◆ Instruction: Would you copy out the whole listing exactly as given?

:::::

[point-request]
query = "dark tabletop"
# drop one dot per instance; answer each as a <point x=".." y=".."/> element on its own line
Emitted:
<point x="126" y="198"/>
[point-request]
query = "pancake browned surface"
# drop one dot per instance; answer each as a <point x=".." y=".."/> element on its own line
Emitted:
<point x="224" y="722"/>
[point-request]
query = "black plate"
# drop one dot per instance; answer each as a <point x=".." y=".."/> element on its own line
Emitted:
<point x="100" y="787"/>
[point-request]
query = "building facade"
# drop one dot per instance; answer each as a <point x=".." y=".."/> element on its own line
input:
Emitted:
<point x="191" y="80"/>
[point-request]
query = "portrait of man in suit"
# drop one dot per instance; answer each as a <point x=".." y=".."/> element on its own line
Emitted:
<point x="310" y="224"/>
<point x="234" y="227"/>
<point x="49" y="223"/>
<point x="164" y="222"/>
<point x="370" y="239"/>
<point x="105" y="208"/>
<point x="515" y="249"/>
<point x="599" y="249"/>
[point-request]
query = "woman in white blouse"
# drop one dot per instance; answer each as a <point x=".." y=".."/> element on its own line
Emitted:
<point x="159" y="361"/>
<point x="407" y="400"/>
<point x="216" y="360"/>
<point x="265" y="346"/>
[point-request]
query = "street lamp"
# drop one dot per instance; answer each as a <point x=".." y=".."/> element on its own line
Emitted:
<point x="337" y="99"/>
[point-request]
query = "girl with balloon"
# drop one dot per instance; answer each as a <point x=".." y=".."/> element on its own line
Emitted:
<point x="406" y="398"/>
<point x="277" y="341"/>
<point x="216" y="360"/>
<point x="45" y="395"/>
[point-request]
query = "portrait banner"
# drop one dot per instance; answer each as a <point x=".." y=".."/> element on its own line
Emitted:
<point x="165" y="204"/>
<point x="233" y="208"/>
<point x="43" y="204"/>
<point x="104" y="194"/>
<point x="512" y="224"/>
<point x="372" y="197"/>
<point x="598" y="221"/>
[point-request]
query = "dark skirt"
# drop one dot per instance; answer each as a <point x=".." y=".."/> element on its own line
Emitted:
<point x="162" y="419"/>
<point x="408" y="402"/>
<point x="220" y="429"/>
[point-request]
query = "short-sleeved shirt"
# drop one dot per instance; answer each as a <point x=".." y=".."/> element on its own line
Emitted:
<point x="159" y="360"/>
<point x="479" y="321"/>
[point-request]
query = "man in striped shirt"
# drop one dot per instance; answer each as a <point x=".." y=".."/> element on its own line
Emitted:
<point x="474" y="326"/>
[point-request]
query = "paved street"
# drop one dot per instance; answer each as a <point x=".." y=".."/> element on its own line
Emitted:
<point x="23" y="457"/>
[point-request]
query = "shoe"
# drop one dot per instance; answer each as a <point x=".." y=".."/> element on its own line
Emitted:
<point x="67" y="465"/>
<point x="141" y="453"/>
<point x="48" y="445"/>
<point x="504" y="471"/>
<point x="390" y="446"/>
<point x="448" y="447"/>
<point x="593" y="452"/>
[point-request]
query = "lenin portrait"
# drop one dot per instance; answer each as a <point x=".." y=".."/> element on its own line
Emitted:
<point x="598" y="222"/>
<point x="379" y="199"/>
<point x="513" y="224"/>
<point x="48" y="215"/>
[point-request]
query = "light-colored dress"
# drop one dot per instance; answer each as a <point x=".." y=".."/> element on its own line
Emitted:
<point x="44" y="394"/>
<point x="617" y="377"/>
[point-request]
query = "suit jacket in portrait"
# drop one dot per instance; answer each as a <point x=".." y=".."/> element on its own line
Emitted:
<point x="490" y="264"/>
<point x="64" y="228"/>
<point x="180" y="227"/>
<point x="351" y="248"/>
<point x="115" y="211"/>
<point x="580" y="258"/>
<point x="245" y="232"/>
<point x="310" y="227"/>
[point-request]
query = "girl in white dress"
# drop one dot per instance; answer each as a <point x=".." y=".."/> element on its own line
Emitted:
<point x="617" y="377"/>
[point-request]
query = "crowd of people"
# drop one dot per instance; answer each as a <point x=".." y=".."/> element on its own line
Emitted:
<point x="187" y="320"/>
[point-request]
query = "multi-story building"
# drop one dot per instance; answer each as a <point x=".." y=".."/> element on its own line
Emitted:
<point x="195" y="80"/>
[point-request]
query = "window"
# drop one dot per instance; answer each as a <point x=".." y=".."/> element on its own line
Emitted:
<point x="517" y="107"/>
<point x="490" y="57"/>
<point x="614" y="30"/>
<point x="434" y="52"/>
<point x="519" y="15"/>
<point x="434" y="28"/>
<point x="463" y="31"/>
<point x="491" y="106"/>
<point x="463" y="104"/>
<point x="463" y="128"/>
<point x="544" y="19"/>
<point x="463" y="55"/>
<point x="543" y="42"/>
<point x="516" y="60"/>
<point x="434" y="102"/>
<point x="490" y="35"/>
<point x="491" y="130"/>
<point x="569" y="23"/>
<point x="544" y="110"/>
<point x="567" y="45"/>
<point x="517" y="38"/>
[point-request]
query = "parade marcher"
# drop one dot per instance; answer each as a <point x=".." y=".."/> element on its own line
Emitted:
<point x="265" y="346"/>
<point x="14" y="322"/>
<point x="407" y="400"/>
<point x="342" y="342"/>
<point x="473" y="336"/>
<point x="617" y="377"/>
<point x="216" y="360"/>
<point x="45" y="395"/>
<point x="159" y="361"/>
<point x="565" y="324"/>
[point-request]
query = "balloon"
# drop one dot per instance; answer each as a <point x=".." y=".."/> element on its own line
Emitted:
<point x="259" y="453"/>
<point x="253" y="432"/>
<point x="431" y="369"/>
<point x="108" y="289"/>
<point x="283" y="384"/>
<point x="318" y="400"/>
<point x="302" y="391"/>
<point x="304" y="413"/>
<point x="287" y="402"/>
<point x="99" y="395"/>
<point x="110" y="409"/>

:::::

◆ Answer to the problem:
[point-request]
query = "dark tabletop"
# drop one dot per instance; answer each as a <point x=".." y=".."/> element on its own line
Emitted:
<point x="126" y="198"/>
[point-request]
query = "pancake browned surface"
# drop one dot per instance; answer each as a <point x=".." y=".."/> element on its own line
Emitted:
<point x="224" y="722"/>
[point-request]
query = "black plate"
# drop one dot per instance; answer each as a <point x=".." y=".."/> element on its own line
Emitted:
<point x="100" y="787"/>
[point-request]
query = "building facade"
# drop one dot per instance; answer each as a <point x=".." y=".."/> element on its own line
input:
Emitted:
<point x="191" y="80"/>
[point-request]
query = "portrait of man in suit"
# drop one dot per instance; answer each as a <point x=".." y=".."/> element on its own line
Emitted:
<point x="310" y="224"/>
<point x="234" y="227"/>
<point x="49" y="223"/>
<point x="164" y="222"/>
<point x="370" y="239"/>
<point x="105" y="208"/>
<point x="515" y="249"/>
<point x="599" y="249"/>
[point-request]
query = "woman in white blouse"
# drop one dot per instance; answer each as a <point x=".." y=".."/> element on its own line
Emitted:
<point x="159" y="361"/>
<point x="407" y="400"/>
<point x="216" y="360"/>
<point x="265" y="346"/>
[point-request]
query = "street lamp"
# drop one dot per instance; answer each as a <point x=".." y=".."/> element on its own line
Emitted:
<point x="337" y="99"/>
[point-request]
query = "girl with balloon"
# drop one dot per instance; answer each as a <point x=".." y=".."/> element on its own line
Emitted:
<point x="406" y="398"/>
<point x="277" y="341"/>
<point x="216" y="360"/>
<point x="45" y="395"/>
[point-request]
query = "portrait banner"
# drop one dot per instance; answer each as a <point x=".." y=".."/> element on its own line
Emitted:
<point x="165" y="204"/>
<point x="233" y="208"/>
<point x="43" y="204"/>
<point x="104" y="194"/>
<point x="512" y="224"/>
<point x="372" y="197"/>
<point x="598" y="221"/>
[point-request]
query = "dark skirt"
# drop one dot per instance; answer each as a <point x=".." y=".."/> element on its own line
Emitted:
<point x="162" y="419"/>
<point x="408" y="402"/>
<point x="220" y="429"/>
[point-request]
query = "short-sleeved shirt"
# drop one dot per instance; answer each as a <point x=".." y=".."/> element on its own line
Emitted:
<point x="159" y="360"/>
<point x="479" y="321"/>
[point-request]
query = "man in striped shirt"
# drop one dot per instance; answer each as a <point x=".." y=".."/> element on its own line
Emitted:
<point x="474" y="326"/>
[point-request]
query = "paved street"
# drop one dot per instance; answer each as a <point x=".." y=".."/> element on its own line
Emitted:
<point x="23" y="457"/>
[point-request]
query = "shoe"
# drop one dot per instance; answer each as a <point x=".." y=".."/> element on its own line
Emitted:
<point x="67" y="465"/>
<point x="141" y="453"/>
<point x="48" y="445"/>
<point x="504" y="471"/>
<point x="390" y="446"/>
<point x="448" y="447"/>
<point x="593" y="452"/>
[point-request]
query = "lenin portrait"
# drop one dot per instance; answer each as a <point x=".." y=".."/> element on its own line
Emitted:
<point x="598" y="222"/>
<point x="379" y="199"/>
<point x="513" y="224"/>
<point x="48" y="215"/>
[point-request]
query = "light-colored dress"
# drop one dot per instance; answer each as a <point x=".." y=".."/> element on its own line
Emitted:
<point x="44" y="394"/>
<point x="617" y="377"/>
[point-request]
query = "suit jacket in portrait"
# drop one dot per instance; answer each as a <point x=".." y=".."/> element on its own line
Emitted:
<point x="490" y="264"/>
<point x="64" y="228"/>
<point x="180" y="227"/>
<point x="351" y="248"/>
<point x="115" y="211"/>
<point x="580" y="258"/>
<point x="245" y="232"/>
<point x="310" y="227"/>
[point-request]
query = "girl in white dress"
# drop one dot per instance; answer each as a <point x=".." y=".."/> element on its own line
Emitted:
<point x="617" y="377"/>
[point-request]
query = "crowd of people"
# drop one dot per instance; answer each as a <point x=".." y=".."/> element on its own line
Emitted:
<point x="187" y="320"/>
[point-request]
query = "multi-story building"
# drop one dot per instance; answer each as a <point x=".." y=".."/> element on its own line
Emitted:
<point x="195" y="80"/>
[point-request]
query = "window"
# drop one dot per instance; answer each as a <point x=".." y=".."/> element on its own line
Emitted:
<point x="517" y="107"/>
<point x="490" y="57"/>
<point x="614" y="30"/>
<point x="434" y="52"/>
<point x="519" y="15"/>
<point x="434" y="28"/>
<point x="463" y="31"/>
<point x="491" y="106"/>
<point x="463" y="104"/>
<point x="463" y="128"/>
<point x="544" y="19"/>
<point x="463" y="55"/>
<point x="543" y="42"/>
<point x="516" y="60"/>
<point x="434" y="102"/>
<point x="490" y="35"/>
<point x="491" y="130"/>
<point x="569" y="23"/>
<point x="544" y="110"/>
<point x="567" y="45"/>
<point x="517" y="38"/>
[point-request]
query = "parade marcher"
# drop one dot per instance; answer each as a <point x=".." y=".."/> element on its own line
Emitted:
<point x="265" y="346"/>
<point x="14" y="322"/>
<point x="407" y="400"/>
<point x="342" y="342"/>
<point x="473" y="336"/>
<point x="617" y="377"/>
<point x="216" y="360"/>
<point x="45" y="395"/>
<point x="159" y="361"/>
<point x="565" y="324"/>
[point-request]
query = "balloon"
# drop one dot per instance; answer each as a <point x=".." y=".."/> element on its own line
Emitted:
<point x="259" y="453"/>
<point x="253" y="432"/>
<point x="431" y="369"/>
<point x="108" y="289"/>
<point x="283" y="384"/>
<point x="318" y="400"/>
<point x="302" y="391"/>
<point x="304" y="413"/>
<point x="287" y="402"/>
<point x="99" y="395"/>
<point x="110" y="409"/>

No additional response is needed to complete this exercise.